#### [EXERCISE BRIEF]
Count the lines in the material below that contain the word "vertical", and reply with the number alone.

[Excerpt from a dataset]
+===+

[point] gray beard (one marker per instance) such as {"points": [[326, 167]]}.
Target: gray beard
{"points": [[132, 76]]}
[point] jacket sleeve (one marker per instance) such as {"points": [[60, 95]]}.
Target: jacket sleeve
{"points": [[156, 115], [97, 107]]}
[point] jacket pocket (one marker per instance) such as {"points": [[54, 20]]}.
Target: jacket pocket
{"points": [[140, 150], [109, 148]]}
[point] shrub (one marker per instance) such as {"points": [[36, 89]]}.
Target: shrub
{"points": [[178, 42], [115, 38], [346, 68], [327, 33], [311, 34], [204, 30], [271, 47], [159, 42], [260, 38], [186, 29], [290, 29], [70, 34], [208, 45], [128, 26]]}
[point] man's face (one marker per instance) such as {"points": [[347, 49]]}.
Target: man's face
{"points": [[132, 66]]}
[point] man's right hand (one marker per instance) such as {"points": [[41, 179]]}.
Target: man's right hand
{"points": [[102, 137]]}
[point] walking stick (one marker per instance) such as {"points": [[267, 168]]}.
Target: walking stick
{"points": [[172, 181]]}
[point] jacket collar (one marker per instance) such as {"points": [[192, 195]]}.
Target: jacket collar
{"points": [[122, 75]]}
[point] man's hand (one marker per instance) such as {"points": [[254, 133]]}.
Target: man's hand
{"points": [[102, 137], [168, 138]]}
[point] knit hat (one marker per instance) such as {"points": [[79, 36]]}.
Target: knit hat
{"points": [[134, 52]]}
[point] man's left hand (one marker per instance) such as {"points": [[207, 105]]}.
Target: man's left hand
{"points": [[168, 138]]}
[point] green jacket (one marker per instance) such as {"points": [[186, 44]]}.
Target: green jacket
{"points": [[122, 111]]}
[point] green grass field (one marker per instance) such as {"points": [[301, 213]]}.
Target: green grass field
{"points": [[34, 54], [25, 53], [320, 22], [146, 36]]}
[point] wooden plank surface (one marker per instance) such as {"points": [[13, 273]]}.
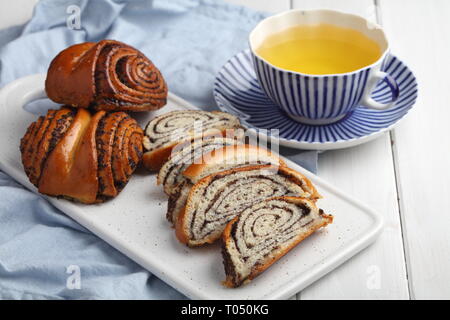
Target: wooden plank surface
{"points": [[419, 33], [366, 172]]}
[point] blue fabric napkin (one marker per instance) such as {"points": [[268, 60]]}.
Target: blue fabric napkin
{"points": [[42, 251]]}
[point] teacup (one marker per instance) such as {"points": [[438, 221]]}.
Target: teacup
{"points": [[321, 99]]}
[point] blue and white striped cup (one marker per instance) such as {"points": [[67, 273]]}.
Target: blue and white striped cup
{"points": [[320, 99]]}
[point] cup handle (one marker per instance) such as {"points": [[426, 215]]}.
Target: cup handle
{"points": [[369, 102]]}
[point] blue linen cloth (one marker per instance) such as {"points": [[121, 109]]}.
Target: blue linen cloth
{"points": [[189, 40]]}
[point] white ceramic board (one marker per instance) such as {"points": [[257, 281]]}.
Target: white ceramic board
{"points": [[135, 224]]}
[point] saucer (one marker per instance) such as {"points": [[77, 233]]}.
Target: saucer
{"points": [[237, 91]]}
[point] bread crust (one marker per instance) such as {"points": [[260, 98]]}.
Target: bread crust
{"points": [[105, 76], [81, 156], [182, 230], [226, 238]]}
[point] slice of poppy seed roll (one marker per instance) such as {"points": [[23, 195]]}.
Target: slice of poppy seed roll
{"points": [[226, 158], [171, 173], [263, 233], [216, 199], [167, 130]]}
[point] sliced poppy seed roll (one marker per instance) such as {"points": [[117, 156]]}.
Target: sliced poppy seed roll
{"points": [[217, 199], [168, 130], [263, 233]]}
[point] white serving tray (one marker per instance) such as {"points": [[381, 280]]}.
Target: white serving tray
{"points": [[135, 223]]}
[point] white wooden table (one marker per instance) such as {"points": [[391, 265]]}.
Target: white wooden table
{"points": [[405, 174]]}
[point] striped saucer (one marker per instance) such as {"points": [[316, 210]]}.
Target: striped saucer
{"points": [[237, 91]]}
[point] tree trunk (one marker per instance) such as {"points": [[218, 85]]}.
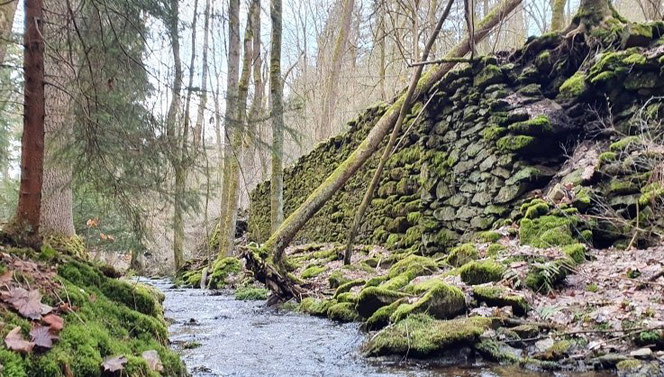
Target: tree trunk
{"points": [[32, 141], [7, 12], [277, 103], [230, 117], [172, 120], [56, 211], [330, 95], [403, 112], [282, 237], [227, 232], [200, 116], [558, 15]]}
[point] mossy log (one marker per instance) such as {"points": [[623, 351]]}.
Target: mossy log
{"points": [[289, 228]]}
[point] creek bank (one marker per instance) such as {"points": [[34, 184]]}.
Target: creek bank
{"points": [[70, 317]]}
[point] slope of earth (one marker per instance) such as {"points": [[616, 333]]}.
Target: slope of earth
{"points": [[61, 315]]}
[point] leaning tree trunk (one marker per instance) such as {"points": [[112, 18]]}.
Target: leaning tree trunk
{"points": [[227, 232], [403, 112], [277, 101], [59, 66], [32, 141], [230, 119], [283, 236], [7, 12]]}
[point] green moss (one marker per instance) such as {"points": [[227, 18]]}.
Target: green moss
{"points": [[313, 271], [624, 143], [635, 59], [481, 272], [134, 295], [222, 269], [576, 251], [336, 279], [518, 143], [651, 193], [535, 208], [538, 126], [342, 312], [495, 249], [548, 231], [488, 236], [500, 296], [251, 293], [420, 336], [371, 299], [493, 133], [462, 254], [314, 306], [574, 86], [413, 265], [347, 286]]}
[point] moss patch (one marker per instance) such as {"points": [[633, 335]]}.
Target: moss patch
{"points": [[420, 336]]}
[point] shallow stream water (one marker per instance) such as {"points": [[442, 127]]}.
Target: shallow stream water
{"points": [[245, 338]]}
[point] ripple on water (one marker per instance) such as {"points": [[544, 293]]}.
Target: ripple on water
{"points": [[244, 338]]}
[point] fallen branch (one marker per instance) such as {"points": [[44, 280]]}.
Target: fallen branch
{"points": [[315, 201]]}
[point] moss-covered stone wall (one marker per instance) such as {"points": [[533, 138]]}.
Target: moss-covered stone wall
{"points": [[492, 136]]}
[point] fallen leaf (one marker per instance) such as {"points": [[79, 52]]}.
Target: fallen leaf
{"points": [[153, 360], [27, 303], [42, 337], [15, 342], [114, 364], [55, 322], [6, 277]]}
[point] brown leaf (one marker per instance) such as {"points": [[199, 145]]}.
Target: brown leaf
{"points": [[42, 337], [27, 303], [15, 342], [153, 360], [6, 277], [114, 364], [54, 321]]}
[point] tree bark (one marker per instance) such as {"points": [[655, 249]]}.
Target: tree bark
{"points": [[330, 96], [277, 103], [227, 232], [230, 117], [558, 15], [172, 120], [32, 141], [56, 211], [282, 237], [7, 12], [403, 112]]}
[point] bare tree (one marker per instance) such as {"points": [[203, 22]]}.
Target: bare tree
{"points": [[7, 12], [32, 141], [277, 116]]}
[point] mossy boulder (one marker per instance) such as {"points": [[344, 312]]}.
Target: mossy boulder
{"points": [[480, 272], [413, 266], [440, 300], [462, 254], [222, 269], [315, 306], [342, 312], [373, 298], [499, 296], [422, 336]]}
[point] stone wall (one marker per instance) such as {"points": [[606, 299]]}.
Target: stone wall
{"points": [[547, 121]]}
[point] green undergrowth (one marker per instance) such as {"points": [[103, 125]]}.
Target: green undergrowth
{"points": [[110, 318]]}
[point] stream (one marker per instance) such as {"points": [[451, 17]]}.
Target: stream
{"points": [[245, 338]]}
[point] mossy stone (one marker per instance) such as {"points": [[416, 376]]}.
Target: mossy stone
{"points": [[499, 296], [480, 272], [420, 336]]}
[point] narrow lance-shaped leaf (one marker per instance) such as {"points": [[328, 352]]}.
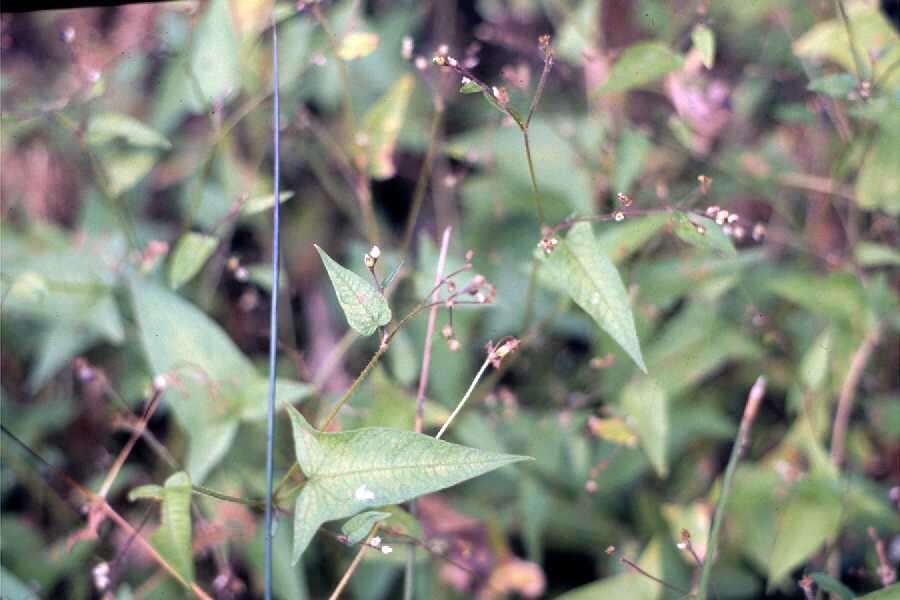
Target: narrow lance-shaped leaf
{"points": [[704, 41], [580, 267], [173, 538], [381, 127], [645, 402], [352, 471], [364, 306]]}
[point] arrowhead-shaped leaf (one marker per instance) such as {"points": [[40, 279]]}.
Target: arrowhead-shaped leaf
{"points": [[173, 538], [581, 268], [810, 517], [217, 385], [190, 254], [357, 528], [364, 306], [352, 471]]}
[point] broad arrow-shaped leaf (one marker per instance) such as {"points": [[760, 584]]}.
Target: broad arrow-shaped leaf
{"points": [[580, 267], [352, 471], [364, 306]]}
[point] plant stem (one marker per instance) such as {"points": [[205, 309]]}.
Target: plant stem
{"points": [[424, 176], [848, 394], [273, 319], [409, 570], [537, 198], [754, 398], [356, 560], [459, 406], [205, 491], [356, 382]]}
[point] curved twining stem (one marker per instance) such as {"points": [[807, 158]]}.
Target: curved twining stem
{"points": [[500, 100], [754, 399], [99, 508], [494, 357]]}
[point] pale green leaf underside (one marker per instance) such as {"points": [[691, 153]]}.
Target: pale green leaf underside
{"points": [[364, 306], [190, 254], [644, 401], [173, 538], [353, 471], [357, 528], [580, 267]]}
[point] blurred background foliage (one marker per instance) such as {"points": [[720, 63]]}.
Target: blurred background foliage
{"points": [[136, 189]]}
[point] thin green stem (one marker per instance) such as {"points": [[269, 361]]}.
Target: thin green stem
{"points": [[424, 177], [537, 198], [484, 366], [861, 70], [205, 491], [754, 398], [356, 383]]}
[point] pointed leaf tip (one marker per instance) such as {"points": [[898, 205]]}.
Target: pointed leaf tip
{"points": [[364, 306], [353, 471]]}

+===+

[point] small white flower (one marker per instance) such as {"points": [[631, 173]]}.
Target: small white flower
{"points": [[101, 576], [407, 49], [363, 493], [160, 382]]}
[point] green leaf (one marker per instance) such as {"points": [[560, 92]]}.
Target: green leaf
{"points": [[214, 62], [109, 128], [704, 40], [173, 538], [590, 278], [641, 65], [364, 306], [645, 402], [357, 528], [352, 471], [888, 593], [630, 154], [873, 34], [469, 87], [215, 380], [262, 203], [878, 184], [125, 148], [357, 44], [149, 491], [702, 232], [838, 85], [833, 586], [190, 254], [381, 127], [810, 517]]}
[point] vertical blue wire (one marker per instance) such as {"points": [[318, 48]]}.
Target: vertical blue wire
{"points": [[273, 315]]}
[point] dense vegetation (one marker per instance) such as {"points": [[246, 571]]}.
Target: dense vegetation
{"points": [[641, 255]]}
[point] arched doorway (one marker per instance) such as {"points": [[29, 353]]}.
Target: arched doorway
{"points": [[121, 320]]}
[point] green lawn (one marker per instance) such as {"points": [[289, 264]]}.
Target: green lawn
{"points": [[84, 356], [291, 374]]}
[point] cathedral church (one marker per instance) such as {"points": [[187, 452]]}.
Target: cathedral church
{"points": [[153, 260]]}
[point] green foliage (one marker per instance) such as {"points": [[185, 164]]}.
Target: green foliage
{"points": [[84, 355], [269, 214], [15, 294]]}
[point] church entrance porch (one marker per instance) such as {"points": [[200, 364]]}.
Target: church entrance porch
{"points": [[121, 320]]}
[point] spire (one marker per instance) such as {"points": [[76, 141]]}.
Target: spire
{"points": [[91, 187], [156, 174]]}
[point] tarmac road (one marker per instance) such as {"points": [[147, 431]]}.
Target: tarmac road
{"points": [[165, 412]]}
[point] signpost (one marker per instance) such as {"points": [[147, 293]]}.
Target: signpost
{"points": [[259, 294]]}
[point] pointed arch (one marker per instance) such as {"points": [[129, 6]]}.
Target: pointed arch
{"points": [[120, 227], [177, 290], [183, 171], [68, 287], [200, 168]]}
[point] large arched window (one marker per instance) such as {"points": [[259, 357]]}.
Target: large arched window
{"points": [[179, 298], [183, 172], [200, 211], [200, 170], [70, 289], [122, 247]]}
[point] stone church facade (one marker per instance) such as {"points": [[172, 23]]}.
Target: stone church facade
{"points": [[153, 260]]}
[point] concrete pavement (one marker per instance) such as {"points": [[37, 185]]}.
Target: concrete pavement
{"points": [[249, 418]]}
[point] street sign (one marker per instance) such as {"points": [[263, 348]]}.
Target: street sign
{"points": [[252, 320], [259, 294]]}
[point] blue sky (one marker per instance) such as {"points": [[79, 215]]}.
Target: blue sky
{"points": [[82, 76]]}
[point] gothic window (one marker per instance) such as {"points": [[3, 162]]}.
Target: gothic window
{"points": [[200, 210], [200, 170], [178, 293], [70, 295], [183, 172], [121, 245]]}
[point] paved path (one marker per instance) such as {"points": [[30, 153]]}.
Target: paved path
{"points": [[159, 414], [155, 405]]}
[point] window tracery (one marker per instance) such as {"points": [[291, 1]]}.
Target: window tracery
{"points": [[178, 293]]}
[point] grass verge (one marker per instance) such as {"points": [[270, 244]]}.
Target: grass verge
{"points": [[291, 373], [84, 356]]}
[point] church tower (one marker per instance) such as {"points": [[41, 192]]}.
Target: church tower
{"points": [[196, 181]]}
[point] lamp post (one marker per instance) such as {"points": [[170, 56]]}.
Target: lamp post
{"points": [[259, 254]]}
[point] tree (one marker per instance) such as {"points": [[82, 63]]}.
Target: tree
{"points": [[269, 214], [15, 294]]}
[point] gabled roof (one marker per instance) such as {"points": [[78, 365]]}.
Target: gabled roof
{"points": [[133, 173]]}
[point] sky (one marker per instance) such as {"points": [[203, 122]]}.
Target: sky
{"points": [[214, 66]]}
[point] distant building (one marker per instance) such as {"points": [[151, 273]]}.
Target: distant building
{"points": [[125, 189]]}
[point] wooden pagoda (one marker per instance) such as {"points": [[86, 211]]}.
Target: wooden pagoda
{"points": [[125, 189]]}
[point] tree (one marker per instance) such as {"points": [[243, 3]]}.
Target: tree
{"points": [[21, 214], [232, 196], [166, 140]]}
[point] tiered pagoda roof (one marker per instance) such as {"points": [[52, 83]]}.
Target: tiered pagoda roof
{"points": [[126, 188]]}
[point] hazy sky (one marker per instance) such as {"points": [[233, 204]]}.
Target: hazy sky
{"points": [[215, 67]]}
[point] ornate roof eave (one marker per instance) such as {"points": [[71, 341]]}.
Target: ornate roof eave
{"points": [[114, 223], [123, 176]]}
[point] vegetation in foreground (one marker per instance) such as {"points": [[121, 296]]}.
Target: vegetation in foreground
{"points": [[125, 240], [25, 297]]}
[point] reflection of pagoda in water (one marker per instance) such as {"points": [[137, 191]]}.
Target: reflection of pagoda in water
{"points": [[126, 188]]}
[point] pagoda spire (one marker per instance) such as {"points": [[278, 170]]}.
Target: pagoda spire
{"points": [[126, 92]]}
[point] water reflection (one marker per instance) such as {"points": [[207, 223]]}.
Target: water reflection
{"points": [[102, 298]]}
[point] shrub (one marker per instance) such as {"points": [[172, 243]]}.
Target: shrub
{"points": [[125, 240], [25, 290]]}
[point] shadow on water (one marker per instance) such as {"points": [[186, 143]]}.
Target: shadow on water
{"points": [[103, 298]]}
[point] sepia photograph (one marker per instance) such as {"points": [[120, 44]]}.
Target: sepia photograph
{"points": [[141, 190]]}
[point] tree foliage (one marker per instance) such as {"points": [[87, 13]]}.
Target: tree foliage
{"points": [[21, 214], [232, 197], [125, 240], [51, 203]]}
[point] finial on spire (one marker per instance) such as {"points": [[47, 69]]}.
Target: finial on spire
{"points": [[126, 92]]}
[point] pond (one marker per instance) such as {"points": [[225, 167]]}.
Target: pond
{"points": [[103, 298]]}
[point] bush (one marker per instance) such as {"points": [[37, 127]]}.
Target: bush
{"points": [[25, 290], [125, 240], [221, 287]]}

+===+

#### [CORRECT RESULT]
2